Aim of the task: Every entry below should be transcribed exactly; pictures stay out of the copy.

Data lines:
• • •

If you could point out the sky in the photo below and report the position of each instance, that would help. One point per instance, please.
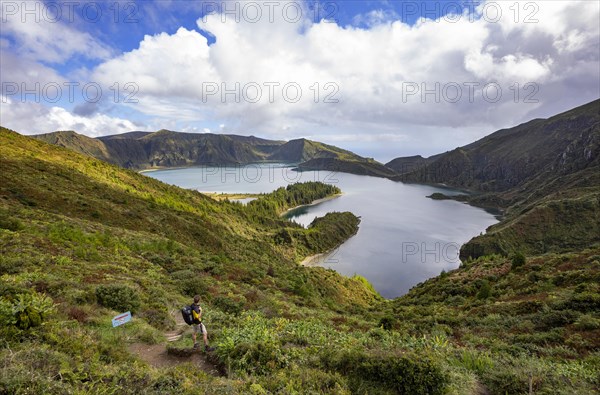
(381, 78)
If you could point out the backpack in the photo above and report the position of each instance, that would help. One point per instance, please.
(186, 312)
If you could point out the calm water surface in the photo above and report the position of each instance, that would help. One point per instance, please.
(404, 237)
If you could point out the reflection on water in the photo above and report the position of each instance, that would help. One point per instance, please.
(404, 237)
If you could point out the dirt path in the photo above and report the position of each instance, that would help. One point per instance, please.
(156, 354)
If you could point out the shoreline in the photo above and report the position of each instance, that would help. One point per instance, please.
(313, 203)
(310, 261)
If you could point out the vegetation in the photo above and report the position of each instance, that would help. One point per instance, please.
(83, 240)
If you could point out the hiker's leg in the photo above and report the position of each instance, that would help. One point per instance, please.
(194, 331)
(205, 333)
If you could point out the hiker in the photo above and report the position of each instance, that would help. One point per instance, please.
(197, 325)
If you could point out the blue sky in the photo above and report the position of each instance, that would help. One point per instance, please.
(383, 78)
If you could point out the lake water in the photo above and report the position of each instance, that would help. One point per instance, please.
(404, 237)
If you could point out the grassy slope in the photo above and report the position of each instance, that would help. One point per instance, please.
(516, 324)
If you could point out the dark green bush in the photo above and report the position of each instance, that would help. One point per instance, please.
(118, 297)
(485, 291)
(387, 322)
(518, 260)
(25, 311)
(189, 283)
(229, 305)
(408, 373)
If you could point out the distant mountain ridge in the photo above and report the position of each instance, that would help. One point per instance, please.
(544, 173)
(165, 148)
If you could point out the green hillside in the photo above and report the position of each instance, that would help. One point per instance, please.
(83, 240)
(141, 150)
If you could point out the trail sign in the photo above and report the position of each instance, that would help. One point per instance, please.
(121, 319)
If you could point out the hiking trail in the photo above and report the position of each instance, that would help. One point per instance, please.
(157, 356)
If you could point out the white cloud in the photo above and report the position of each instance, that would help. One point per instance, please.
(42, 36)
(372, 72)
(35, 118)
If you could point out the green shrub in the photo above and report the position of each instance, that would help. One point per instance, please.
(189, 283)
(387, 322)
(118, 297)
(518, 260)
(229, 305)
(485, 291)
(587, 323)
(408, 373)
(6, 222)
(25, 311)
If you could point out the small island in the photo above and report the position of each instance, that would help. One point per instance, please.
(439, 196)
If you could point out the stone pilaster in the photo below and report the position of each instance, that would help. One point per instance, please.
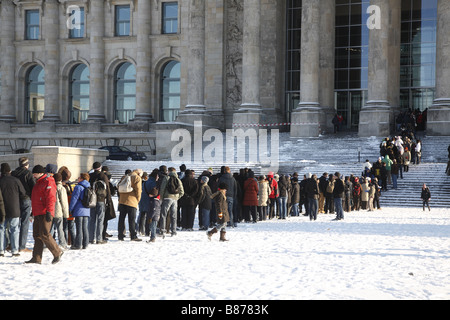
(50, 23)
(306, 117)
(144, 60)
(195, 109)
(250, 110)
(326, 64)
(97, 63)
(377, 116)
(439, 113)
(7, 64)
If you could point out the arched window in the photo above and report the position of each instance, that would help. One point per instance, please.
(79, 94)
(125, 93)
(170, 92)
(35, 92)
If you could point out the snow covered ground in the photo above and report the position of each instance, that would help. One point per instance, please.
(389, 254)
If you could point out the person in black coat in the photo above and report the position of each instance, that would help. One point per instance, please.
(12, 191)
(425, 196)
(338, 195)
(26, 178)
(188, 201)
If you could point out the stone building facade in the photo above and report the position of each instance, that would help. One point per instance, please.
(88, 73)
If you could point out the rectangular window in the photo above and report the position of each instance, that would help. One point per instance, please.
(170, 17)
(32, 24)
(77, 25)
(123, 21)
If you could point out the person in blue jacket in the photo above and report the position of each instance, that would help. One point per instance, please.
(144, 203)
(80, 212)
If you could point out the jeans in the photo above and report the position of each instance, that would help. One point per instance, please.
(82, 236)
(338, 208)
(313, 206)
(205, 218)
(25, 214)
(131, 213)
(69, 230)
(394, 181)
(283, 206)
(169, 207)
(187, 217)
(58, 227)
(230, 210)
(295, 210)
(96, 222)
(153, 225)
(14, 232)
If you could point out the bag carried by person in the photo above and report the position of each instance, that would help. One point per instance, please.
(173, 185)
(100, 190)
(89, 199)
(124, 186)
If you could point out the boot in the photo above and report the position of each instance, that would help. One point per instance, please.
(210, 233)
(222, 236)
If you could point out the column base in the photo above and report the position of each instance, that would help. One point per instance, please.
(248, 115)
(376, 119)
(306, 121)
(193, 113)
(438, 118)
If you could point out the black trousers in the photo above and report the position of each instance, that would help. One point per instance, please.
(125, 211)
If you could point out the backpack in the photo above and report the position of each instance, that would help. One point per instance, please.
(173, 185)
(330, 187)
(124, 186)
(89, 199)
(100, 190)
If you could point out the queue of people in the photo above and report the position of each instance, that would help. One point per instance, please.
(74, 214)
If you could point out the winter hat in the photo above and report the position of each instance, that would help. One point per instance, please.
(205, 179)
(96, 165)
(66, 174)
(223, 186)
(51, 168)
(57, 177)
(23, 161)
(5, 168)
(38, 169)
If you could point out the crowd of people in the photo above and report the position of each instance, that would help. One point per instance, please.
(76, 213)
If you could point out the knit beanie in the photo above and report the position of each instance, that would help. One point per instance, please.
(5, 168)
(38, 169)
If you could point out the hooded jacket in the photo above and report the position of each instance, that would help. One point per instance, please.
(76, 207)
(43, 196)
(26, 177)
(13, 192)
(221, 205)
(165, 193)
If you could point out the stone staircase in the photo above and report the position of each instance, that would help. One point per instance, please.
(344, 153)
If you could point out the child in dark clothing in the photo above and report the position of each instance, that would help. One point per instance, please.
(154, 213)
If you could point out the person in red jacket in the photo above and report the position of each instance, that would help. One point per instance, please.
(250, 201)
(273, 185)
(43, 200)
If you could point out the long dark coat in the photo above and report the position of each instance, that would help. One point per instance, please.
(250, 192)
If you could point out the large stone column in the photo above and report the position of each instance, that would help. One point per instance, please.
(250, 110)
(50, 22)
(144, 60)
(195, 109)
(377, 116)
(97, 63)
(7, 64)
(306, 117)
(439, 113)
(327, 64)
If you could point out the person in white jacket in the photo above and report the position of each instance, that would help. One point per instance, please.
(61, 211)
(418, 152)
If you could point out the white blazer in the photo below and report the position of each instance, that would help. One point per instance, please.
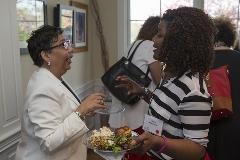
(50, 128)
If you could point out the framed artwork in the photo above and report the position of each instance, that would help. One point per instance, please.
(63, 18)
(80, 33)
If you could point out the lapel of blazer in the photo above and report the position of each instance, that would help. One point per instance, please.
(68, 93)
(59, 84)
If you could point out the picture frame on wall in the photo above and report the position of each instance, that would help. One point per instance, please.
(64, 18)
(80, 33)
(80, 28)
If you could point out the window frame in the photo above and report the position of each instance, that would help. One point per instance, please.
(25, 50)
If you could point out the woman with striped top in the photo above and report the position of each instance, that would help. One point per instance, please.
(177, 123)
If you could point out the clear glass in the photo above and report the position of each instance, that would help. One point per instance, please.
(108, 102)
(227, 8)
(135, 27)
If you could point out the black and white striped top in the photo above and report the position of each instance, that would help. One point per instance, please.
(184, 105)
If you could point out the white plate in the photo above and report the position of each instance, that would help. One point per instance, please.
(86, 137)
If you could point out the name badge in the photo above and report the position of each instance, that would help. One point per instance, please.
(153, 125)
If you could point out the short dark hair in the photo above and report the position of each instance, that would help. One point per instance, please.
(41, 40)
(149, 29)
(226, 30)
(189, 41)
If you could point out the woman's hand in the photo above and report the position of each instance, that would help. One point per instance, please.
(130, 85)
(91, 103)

• • •

Finished answer:
If you could point out the sky in the photo below and report the position of each instance, that would help. One point per instance, please.
(381, 78)
If you could point out the backpack in the photo above and report the position of each instance, that would help. One point per instance, please.
(186, 312)
If you could point out the calm water surface in the photo above and report the position of each instance, that would help. One point per instance, please.
(404, 237)
If you could point out the reflection on water in the photo above and report the position of each instance, that would help. One point per instance, please.
(404, 237)
If you could point out the dirt path in the photo above and report the position of each instance, that would help. One point per instance, please.
(156, 354)
If you could point out the shoreline in the photo above and report the position of each instance, that would help. One point per instance, please.
(313, 203)
(310, 261)
If you could point out the vegetation in the photo above and report the position of each instance, that would help. One point per instance, please.
(83, 240)
If you could point out the hiker's leg in the photo above and report the position of each instance, that would help. One point per instance, please.
(194, 331)
(205, 333)
If you could point out the hiker in the photo above and report the position of each instance, that would help. One point per instance, please.
(197, 325)
If you could point out the blue sky in the photo above and report the position of each instance, that would help. One point per instance, please.
(383, 78)
If you could point out the lake water in the photo above and report the position of each instance, that would help. One point per instance, please.
(404, 237)
If you could point out the grassy slope in the photo above and report the position of each instance, that would help. One point per instance, please.
(516, 324)
If you could point out the dark green bush in the photo above and report the position of each instance, that would help. One point per instance, please.
(118, 297)
(485, 291)
(387, 322)
(518, 260)
(25, 311)
(189, 283)
(229, 305)
(408, 373)
If you could point out the distant mountain ridge in the photo above and report the position of each instance, that would help. One point per instance, please.
(544, 173)
(165, 148)
If you could point out the green hillside in the photo above and report the position of each instance, that would help. One point per instance, please.
(83, 240)
(141, 150)
If you could point out the trail sign in the photo above and report the position of each instance, that would help. One point per instance, please.
(121, 319)
If you could point out the hiking trail in the photo above and report the position of each instance, that would help. One point per instance, please.
(157, 356)
If you could point out the white cloud in the photo above and report the position of each instance, that would help. One point per instance, please.
(42, 36)
(372, 72)
(35, 118)
If you could point out the green shrub in the photo above and report the position of each instance, that would help. One point per instance, please.
(189, 283)
(387, 322)
(118, 297)
(518, 260)
(229, 305)
(485, 291)
(587, 323)
(408, 373)
(6, 222)
(25, 311)
If you could point out the small island in the photo above and report the position of each instance, that would help. One point per instance, please.
(439, 196)
If you could point out the stone pilaster in the photo below and report the position of each instance, that would help. One point per instance, please.
(50, 23)
(306, 117)
(144, 60)
(195, 109)
(250, 110)
(326, 64)
(97, 63)
(377, 116)
(439, 113)
(7, 64)
If you could point out the arched window in the photo above and report the position of each instance, that would help. One point per instance, please.
(79, 94)
(125, 93)
(170, 92)
(35, 92)
If you could point out the snow covered ground in the photo above and report the position of each instance, that would help. One point per instance, please.
(389, 254)
If you could point out the person in black coat in the photo above and report the position of each instance, that would help. One point per instance, please.
(12, 191)
(425, 196)
(338, 195)
(26, 178)
(188, 201)
If you could point out the stone building facade in the photo above and report the position of each instance, that would help. One point per instance, please.
(88, 73)
If you could point out the rectangular window in the photo above and report the position of each instance, that would help. One point per instance, please.
(170, 17)
(32, 24)
(77, 25)
(123, 21)
If you could point out the person in blue jacket in the photo above and report the position of each instance, that would help. One point per instance, please.
(144, 203)
(80, 212)
If you could point out the jeans in the photo above and report the position of each instance, that would help. One point per instance, please.
(82, 236)
(338, 208)
(313, 206)
(205, 218)
(25, 214)
(131, 213)
(69, 230)
(394, 181)
(283, 206)
(169, 207)
(187, 217)
(58, 227)
(230, 210)
(295, 210)
(96, 222)
(153, 225)
(14, 232)
If you could point out the bag carried by person in the photo above and report the position of each instance, that would help. One point per instance, please.
(173, 185)
(100, 190)
(89, 199)
(124, 186)
If you could point out the boot in the photo above and report the position of each instance, that would help. One point per instance, please.
(210, 233)
(222, 236)
If you could point out the column base in the photo above and report the position of each instance, that would help. One point per instance, please.
(248, 115)
(376, 119)
(306, 121)
(193, 113)
(438, 118)
If you could point out the black trousers in the photo above and report the position of each instance, that would help. One point per instance, please.
(125, 211)
If you could point out the backpack in the photo above and report the position of each instance, that would help. One point per instance, please.
(173, 185)
(330, 187)
(124, 186)
(89, 199)
(100, 190)
If you could point out the queue of people in the photo above and report the position of each instance, that would help. One point per instance, please.
(74, 214)
If you could point out the winter hat in the photo above and report the position of each instance, that would help. One point per instance, please.
(205, 179)
(96, 165)
(66, 174)
(223, 186)
(51, 168)
(57, 177)
(23, 161)
(5, 168)
(38, 169)
If you could point out the crowd of people in the photo above and report the position of each instance, that would help. One point per instance, please.
(76, 213)
If you could point out the knit beanie in the photo above and report the position of each instance, that would help. One point per instance, please.
(5, 168)
(38, 169)
If you could point out the hooded jacket in the photo above and report the position of each instance, that would help. One point per instance, please.
(76, 207)
(43, 196)
(26, 177)
(13, 192)
(221, 205)
(165, 193)
If you could point out the stone staircase in the photo above and report the position of each instance, that would help. One point per instance, please.
(344, 153)
If you could point out the child in dark clothing in the photo above and report the position of each instance, that would help. One point per instance, please.
(154, 213)
If you could point out the person in red jacket in the photo above and report the position of each instance, that would help. One point per instance, please.
(250, 201)
(273, 185)
(43, 200)
If you could point out the long dark coat in the photo above and report the position of each instance, that would help. One point per instance, please.
(250, 192)
If you could point out the large stone column in the photo above and report the position of each instance, that would help. One point per instance, please.
(250, 110)
(50, 22)
(144, 60)
(195, 109)
(377, 116)
(97, 63)
(7, 64)
(306, 117)
(439, 113)
(327, 64)
If you could point out the person in white jacket in the photo above and report the position of each instance, that would help. One point per instance, please.
(61, 211)
(418, 152)
If you could point out the white blazer in the photo below and report the position of each instance, that would help. One point per instance, please.
(50, 128)
If you could point out the framed artwork in the photo above and report the position of each instance, that would help. One point per instance, please.
(63, 18)
(80, 33)
If you could point out the lapel of blazer in the photo above and report the position of each instance, that would help. One point per instance, please.
(68, 93)
(59, 84)
If you could point out the picture frame on wall in the photo above and report the position of each instance, that would help. One point per instance, please.
(64, 18)
(80, 33)
(80, 28)
If you could point out the window frame in the photo above and report the position of each instance, that would help. One point per instance, please.
(25, 50)
If you could point out the woman with striped top in the photo above and report the position of each instance, that would help. One point per instance, please.
(177, 123)
If you could point out the clear glass in the photo above and report the position of each instance, that would help. One point per instance, please.
(108, 102)
(227, 8)
(135, 27)
If you could point out the black and white striped top in the photo above and report the position of each instance, that would help. One point per instance, please.
(184, 105)
If you could point out the white plate in the photo above and report the position of each instance, that would help. One point per instance, please.
(86, 137)
If you could point out the name badge in the photo above and report the position of each instance, that would help. One point per instance, please.
(153, 125)
If you could point out the short dark hair in the photo above and report the position of each instance, that would help. One point per instance, please.
(41, 40)
(149, 29)
(226, 30)
(189, 41)
If you could point out the woman's hand in the photo above and report the position of each instance, that would help. One point per instance, please.
(130, 85)
(91, 103)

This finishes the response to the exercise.